作業指示: 「the teddy bear.」を含む行から始まり最後の行で終わる範囲を、「wildlife tally」を「room inventory」に置き換えて書き直せ。それ以外は一切変えないこと。

対象データ:
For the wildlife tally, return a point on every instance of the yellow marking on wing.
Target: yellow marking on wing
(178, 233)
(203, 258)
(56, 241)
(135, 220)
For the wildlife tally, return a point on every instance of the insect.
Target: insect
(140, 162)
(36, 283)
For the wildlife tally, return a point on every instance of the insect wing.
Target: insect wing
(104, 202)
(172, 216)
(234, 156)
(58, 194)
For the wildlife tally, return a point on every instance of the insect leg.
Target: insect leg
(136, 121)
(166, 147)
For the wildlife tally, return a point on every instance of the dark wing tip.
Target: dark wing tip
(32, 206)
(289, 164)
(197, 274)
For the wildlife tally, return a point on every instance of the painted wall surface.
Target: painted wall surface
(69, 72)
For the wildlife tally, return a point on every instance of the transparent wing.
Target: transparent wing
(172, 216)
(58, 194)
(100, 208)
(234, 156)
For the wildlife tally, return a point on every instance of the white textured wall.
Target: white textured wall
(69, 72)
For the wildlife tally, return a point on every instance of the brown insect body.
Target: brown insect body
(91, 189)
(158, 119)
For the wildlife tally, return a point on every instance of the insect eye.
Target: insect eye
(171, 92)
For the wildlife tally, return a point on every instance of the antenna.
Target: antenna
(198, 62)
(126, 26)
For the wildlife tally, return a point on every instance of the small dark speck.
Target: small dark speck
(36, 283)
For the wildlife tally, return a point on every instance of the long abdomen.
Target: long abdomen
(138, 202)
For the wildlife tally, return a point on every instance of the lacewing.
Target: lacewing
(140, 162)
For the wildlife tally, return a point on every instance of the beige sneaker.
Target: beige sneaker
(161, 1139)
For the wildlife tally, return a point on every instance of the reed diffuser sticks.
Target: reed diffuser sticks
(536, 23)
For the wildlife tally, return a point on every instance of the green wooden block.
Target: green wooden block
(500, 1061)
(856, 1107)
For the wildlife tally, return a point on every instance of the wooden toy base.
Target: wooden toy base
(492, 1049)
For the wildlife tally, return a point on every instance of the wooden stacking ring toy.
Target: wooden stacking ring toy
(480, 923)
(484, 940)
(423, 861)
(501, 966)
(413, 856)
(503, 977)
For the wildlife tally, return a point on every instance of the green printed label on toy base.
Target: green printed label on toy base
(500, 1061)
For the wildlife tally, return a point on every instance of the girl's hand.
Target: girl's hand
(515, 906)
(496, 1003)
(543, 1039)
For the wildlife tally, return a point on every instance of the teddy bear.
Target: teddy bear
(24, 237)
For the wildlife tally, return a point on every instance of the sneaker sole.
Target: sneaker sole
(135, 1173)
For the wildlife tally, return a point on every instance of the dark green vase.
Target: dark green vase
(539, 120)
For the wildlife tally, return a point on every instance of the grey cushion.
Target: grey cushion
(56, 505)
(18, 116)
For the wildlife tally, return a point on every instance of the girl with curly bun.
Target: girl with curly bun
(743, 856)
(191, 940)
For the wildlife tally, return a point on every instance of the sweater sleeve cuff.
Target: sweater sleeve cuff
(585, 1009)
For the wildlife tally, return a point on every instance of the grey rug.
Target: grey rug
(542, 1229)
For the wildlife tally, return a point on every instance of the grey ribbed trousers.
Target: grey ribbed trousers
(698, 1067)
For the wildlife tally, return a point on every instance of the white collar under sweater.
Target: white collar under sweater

作業結果:
For the room inventory, return a point on every instance of the teddy bear.
Target: teddy bear
(24, 237)
For the room inventory, return a point on every instance of the sneaker sole.
Target: sneaker sole
(135, 1173)
For the room inventory, return a point on every instance of the dark green vase.
Target: dark green vase
(539, 120)
For the room inventory, return a point on every instance of the grey cushion.
Target: grey cushion
(56, 505)
(18, 116)
For the room inventory, return a point on every instance of the girl with curly bun.
Target: girl with curly bun
(743, 856)
(191, 940)
For the room inventory, return a point on every instance of the sweater sleeve cuff.
Target: sweater sleeve cuff
(585, 1009)
For the room inventory, return a point on every instance of the grey rug.
Target: grey rug
(542, 1229)
For the room inventory, return a point on every instance of the grey ribbed trousers.
Target: grey ribbed trousers
(698, 1067)
For the room inventory, return a point on every instance of the white collar under sweater.
Target: white collar under sweater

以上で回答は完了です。